Extracted data entries:
▬▬▬

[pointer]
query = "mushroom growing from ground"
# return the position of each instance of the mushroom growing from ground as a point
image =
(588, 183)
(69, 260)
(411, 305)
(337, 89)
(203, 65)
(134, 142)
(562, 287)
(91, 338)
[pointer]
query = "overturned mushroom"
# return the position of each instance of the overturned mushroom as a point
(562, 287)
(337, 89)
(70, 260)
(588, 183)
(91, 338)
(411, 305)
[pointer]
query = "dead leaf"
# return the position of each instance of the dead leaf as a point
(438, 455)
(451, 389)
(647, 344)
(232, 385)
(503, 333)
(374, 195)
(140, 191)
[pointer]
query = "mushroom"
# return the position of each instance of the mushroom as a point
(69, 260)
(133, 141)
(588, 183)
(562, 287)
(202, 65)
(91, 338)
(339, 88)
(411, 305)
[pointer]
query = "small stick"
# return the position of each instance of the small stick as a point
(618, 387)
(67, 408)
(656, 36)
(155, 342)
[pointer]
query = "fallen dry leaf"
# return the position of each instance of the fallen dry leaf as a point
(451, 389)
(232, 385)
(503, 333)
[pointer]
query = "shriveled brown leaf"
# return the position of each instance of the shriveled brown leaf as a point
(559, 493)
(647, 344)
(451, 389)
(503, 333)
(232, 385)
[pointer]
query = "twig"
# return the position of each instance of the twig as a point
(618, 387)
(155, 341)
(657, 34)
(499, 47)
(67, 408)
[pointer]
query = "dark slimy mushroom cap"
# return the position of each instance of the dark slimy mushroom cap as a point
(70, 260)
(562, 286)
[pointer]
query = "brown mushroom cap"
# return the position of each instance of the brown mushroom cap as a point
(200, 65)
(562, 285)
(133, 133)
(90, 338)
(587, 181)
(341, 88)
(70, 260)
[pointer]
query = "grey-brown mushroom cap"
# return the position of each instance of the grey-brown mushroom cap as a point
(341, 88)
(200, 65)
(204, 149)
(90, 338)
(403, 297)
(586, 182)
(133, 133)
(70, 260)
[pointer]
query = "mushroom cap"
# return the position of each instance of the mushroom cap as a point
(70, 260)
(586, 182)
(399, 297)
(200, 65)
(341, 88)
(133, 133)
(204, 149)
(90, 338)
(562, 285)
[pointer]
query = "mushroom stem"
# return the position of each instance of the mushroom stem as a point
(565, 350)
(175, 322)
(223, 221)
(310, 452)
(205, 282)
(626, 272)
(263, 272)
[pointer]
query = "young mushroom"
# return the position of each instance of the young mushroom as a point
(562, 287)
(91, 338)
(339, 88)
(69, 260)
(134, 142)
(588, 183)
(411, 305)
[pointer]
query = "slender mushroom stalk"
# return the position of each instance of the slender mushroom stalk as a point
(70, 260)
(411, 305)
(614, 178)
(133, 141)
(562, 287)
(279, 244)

▬▬▬

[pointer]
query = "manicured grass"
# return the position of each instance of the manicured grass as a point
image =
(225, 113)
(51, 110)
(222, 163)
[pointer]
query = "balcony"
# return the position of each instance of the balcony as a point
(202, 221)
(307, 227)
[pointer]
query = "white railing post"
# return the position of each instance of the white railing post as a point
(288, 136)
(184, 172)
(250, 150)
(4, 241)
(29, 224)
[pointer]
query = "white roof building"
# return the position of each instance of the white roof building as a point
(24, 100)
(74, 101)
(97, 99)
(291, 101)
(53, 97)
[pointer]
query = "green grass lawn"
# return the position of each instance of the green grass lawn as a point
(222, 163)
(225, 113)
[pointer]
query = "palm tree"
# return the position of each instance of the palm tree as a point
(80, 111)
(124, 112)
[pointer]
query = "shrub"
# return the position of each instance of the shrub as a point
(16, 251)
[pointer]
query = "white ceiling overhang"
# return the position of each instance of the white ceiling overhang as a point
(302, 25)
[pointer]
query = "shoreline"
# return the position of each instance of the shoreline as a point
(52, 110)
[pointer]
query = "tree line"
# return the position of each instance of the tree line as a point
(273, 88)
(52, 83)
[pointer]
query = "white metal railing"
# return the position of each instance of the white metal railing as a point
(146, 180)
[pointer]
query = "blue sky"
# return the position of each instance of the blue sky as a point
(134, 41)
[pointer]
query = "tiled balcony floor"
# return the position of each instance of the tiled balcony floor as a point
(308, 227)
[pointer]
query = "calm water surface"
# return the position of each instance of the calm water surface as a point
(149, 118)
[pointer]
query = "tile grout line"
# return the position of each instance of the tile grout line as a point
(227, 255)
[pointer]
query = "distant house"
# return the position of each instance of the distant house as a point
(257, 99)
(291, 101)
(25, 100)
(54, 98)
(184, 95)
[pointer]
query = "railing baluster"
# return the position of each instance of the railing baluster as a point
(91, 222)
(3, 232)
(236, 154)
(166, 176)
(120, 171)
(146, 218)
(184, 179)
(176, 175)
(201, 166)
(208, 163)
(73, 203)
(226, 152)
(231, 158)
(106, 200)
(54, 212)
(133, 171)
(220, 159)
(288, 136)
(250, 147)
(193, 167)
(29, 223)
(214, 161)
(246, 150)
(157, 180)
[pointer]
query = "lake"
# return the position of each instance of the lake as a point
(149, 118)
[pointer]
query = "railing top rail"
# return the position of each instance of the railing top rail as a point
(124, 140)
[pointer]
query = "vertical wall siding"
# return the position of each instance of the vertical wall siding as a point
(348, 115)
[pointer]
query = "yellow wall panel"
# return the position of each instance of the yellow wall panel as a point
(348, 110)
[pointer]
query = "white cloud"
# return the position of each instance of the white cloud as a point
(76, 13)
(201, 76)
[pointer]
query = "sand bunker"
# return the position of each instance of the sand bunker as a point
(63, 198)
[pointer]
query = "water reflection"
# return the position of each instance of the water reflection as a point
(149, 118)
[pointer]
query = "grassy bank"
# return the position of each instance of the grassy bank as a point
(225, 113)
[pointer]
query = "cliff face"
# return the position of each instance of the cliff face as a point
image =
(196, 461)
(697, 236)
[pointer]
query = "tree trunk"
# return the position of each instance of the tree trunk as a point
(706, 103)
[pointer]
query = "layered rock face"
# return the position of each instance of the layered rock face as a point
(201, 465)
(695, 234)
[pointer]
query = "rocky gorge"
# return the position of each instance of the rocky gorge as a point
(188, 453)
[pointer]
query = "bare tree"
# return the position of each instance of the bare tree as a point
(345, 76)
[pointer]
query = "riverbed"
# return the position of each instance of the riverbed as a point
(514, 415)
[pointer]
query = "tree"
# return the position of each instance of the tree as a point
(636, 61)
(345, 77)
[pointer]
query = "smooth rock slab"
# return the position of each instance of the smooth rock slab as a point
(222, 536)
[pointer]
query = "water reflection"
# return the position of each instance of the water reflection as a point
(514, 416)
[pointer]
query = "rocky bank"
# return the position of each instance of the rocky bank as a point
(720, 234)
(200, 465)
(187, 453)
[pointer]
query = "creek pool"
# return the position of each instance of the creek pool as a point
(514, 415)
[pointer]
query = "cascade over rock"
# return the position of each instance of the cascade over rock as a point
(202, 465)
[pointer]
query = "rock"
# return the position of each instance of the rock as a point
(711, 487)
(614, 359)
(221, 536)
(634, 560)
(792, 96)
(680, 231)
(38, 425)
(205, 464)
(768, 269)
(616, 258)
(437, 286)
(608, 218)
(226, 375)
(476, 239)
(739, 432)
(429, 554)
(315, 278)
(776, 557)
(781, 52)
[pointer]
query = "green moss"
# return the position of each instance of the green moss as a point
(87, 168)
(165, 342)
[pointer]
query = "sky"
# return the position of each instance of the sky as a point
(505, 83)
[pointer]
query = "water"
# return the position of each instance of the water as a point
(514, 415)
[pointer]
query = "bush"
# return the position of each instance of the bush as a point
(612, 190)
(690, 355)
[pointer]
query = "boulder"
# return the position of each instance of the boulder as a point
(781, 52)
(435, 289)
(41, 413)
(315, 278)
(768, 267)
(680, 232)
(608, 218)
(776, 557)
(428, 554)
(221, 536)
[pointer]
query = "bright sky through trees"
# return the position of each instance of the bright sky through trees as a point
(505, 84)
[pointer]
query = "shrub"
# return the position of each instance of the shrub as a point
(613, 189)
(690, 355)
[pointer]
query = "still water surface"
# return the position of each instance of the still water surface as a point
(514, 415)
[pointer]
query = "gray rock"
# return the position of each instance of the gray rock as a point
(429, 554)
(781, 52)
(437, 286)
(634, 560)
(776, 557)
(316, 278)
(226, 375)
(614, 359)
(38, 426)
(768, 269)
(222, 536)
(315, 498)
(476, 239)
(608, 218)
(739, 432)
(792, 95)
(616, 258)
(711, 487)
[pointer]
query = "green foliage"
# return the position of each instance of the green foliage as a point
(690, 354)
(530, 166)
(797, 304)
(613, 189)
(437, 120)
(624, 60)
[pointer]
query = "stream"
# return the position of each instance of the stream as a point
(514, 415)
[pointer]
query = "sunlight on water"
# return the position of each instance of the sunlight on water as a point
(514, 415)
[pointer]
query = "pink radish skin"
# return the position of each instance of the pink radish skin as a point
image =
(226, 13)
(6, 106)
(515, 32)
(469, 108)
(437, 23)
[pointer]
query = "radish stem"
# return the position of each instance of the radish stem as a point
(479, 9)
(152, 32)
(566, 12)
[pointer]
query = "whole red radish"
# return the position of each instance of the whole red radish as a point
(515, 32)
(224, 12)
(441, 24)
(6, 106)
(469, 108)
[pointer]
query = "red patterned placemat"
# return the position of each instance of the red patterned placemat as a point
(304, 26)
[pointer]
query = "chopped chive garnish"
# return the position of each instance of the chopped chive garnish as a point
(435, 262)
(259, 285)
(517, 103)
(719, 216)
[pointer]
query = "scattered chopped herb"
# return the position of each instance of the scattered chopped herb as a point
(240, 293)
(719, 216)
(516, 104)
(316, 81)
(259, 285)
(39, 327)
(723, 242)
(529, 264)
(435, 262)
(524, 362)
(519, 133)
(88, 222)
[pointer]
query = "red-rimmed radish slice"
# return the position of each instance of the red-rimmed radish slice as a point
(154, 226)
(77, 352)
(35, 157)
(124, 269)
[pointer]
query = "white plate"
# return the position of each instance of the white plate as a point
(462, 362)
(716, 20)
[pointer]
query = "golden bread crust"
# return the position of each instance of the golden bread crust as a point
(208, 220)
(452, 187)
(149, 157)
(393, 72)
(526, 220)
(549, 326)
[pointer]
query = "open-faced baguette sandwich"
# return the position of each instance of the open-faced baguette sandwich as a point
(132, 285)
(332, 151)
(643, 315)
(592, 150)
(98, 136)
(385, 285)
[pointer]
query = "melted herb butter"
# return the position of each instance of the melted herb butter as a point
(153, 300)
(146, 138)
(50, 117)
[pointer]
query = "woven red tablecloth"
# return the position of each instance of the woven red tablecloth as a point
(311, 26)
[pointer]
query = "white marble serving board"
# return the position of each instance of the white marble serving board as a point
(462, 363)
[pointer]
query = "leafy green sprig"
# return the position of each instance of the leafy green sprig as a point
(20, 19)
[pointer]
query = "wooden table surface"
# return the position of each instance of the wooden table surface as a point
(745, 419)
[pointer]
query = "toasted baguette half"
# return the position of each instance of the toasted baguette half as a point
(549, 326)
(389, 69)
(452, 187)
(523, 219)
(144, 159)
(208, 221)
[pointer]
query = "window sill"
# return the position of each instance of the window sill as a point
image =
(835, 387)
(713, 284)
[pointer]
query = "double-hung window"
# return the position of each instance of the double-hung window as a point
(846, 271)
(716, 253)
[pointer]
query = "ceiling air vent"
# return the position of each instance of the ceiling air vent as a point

▬▬▬

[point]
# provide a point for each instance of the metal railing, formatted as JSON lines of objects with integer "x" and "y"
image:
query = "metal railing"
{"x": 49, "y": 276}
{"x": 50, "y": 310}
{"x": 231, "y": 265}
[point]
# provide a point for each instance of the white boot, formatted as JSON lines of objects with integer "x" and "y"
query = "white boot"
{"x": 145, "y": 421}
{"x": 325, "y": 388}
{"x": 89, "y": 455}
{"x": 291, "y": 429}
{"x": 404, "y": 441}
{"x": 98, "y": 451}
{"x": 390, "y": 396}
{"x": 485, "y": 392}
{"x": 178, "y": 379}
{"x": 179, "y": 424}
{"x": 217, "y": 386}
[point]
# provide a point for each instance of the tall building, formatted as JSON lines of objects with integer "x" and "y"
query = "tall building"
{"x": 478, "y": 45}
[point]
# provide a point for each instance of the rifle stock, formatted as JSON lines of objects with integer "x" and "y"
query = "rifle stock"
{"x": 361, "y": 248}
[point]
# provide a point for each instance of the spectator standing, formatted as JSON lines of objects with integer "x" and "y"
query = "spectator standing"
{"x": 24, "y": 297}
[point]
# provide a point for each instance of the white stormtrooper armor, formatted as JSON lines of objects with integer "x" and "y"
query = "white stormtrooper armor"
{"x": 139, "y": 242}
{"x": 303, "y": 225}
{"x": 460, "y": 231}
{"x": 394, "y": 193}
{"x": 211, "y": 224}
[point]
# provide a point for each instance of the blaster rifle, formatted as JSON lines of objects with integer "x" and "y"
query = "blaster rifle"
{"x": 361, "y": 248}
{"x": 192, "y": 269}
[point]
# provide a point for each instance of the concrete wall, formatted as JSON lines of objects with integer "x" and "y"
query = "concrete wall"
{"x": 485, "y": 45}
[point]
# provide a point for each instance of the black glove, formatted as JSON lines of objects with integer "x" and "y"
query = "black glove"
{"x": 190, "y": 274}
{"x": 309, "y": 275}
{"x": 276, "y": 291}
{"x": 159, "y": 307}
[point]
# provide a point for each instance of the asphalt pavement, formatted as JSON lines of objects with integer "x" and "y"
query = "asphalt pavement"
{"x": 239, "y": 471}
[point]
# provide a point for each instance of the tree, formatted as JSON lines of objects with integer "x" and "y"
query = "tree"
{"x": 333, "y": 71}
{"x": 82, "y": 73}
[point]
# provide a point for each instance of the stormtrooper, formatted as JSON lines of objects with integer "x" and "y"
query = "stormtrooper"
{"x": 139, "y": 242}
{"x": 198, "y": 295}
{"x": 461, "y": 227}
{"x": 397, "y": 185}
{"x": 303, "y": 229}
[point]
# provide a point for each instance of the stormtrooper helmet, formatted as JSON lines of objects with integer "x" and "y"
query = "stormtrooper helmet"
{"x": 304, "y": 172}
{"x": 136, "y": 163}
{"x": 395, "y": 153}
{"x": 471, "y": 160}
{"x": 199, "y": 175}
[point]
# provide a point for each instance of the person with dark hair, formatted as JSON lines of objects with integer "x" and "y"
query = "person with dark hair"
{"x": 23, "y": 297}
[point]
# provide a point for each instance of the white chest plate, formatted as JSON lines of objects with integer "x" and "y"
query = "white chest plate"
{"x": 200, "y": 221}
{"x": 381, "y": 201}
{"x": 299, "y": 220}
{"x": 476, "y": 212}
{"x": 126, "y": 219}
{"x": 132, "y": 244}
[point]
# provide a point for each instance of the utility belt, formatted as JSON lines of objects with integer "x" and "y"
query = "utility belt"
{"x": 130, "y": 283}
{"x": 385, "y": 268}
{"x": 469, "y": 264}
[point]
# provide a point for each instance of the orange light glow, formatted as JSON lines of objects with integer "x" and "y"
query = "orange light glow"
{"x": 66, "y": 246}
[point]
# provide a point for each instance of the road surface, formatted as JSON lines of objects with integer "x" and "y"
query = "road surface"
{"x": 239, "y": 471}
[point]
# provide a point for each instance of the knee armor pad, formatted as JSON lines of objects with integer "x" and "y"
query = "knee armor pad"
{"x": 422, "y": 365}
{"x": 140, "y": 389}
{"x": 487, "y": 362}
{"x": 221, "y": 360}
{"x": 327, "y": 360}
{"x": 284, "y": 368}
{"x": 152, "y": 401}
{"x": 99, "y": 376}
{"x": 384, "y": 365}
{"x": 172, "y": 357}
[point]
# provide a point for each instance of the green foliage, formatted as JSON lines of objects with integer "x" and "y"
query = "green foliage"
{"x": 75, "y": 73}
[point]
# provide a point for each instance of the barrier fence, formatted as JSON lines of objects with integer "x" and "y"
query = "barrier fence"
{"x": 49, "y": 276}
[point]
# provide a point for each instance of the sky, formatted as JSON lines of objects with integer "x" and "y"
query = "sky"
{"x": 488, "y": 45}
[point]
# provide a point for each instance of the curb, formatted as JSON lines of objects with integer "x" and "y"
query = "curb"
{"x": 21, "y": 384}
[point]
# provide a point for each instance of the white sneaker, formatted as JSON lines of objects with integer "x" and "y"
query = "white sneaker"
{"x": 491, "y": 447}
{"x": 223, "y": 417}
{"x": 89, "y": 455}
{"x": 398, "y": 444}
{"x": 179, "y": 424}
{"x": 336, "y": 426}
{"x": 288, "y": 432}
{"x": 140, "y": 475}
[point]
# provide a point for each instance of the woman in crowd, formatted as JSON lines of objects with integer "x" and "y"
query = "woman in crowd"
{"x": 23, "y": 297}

▬▬▬

* [Task description]:
For every line above that includes the string "manicured", copy the line.

* [Solution for this problem]:
query = "manicured grass"
# return the position of each instance of the manicured grass as a point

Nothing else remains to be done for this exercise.